Your objective: In the bus inversion excerpt, which bus is the example method described as being implemented in?

Selected text:
────────────────────────────────────────

Of course, other types of bus architecture and corresponding
bridges, such as Industry Standard Architecture (ISA) and Expanded
Industry Standard Architecture (EISA) buses may also be
utilized.
[0016] The invention may of course be practiced in a computer
system having a configuration or components different than those of
exemplary computer system 100 shown in FIG. 1. For example, an
additional component (such as network adapter 150) may be connected
directly to ICH 130 by a dedicated hub interface or connected
indirectly to MCH 120 as a PCI card on PCI bus 145 interfacing with
P64H 140.
[0017] A dynamic bus inversion method according to an example
embodiment of the invention will now be described as being
implemented in the front side bus transferring data between
processor subsystem 110 and MCH 120. However, the method may be
implemented in any of the other data communications buses of the
exemplary computer system shown in FIG. 1 or in any data
communications bus of any other processing system. The invention is
not limited in its application to a system having an architecture
as illustrated in FIG. 1. Indeed, an advantage of the invention is
that it may be useful and widely adaptable to many data
communication buses. Furthermore, the invention may be practiced in
buses connected to a variety of different devices. Each device
connected to the bus has what is generically referred to herein as
a "bus agent" which is any kind of circuitry which provides and
receives the data transferred over the bus.
[0018] The front side bus between processor subsystem 110 and MCH
120 may be operable in different modes, where at least one of these
modes pumps data multiple times in each clock cycle of the bus. A
bus controller in both processor subsystem 110 and MCH 120
organizes and partitions data into byte-oriented transactions so
that they can be transmitted on the host interface with a
granularity determined by the bus width and the number of times
data is pumped in each clock cycle. Of course, notwithstanding the
example embodiments, the invention can be used with buses having
different bus speeds, and octal or dual pumping instead of quad
pumping. The bus may be a point-to-point bus connected between two
integrated circuit chips or a multidrop bus connected to more than
two integrated circuit chips. In either case, the bandwidth of the
point-to-point bus may be optimized to be consistent with the
processing speed of the integrated circuits and to minimize pin
count.

────────────────────────────────────────

Raw records:
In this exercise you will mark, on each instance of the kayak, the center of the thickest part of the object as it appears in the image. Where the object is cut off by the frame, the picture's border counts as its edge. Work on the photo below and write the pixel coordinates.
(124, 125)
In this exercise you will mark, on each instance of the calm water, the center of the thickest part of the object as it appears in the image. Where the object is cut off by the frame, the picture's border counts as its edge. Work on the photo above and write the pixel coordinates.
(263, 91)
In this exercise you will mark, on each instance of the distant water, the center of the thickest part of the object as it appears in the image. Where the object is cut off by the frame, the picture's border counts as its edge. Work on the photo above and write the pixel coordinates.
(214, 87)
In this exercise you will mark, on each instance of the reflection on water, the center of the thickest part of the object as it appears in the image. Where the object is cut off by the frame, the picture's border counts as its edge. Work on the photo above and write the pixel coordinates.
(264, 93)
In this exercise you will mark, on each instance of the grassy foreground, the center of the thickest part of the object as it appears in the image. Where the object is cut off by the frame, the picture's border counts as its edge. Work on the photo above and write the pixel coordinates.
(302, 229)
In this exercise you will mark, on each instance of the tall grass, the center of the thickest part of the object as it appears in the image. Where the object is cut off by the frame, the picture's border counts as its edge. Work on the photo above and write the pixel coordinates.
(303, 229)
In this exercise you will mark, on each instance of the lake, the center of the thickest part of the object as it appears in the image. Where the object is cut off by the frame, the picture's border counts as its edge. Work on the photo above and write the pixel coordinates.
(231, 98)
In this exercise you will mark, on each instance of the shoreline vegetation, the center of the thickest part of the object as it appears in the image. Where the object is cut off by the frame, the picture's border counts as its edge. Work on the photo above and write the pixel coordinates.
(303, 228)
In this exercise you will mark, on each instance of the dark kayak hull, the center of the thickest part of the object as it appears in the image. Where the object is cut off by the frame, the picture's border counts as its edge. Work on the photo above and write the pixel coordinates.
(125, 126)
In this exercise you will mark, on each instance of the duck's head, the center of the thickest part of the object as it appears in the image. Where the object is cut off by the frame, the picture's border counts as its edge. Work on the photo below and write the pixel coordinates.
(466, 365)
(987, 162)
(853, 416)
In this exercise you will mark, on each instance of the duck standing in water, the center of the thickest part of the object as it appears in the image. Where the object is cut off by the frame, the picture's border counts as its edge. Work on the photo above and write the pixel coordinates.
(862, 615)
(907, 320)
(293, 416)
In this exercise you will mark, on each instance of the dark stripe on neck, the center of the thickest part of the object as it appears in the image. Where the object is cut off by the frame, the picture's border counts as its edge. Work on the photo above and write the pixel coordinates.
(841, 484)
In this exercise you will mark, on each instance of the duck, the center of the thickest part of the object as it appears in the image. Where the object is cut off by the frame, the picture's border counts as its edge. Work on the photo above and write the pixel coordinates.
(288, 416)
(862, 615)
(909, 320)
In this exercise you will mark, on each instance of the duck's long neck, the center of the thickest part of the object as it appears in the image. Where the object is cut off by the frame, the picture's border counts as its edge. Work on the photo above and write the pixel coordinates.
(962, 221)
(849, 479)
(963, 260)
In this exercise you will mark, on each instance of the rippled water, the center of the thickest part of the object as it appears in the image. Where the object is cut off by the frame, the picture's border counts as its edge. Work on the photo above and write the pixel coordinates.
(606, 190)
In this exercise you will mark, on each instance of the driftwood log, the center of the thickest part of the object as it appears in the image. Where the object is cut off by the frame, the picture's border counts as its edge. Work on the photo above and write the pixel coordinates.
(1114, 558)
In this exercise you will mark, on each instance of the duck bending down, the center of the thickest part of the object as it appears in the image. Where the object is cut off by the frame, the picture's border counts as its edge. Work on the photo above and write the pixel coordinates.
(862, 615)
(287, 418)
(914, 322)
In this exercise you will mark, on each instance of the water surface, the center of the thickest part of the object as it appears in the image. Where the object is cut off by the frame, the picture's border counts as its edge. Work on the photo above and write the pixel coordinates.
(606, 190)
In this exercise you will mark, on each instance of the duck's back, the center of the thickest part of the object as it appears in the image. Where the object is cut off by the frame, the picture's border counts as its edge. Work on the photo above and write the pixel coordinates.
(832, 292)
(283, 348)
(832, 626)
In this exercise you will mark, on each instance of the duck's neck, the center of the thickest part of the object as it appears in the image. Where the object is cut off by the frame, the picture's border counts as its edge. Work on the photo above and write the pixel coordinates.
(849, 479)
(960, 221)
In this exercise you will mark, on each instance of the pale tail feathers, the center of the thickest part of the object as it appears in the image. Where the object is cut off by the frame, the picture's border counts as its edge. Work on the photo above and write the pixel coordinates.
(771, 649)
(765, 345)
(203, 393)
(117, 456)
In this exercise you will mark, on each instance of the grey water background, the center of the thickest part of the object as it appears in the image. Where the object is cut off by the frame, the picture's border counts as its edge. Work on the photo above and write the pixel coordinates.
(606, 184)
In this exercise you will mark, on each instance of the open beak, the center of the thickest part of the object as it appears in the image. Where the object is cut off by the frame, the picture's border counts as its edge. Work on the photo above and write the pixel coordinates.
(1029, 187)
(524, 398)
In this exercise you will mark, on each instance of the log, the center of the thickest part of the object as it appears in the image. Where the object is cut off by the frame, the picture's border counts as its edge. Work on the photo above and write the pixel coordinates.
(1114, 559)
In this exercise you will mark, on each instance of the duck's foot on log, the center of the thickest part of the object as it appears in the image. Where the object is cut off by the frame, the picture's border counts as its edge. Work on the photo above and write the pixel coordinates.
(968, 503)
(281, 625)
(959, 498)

────────────────────────────────────────

Response to this task: The front side bus transferring data between processor subsystem 110 and MCH 120.